Material supplied ->
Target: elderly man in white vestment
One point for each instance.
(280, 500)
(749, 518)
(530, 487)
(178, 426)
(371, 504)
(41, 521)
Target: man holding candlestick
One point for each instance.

Exercise brief -> Print all of the rows above again, line for line, changing nothing.

Solution ->
Target: elderly man in white vestment
One point for each instance.
(280, 500)
(749, 518)
(530, 487)
(178, 426)
(371, 504)
(41, 521)
Target: man holding candlestick
One point for each instance.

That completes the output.